(Data listing)
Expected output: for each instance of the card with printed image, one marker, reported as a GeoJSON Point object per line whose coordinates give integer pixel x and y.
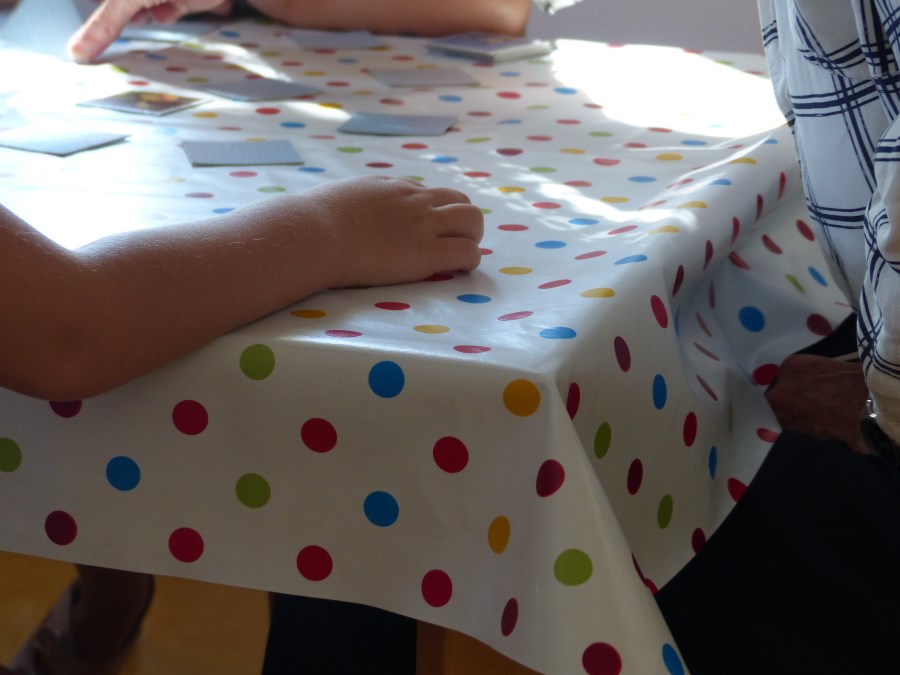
{"type": "Point", "coordinates": [143, 102]}
{"type": "Point", "coordinates": [385, 124]}
{"type": "Point", "coordinates": [57, 140]}
{"type": "Point", "coordinates": [423, 77]}
{"type": "Point", "coordinates": [240, 153]}
{"type": "Point", "coordinates": [259, 89]}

- [What is needed]: Return every line of the entries above without any change, omitting the pictures.

- [Written solution]:
Expected output: for each instance of the card with printed image, one marker, reported as a GeoJSON Point object per line whose coordinates give integer pixel x and y.
{"type": "Point", "coordinates": [143, 102]}
{"type": "Point", "coordinates": [385, 124]}
{"type": "Point", "coordinates": [57, 140]}
{"type": "Point", "coordinates": [423, 77]}
{"type": "Point", "coordinates": [240, 153]}
{"type": "Point", "coordinates": [259, 89]}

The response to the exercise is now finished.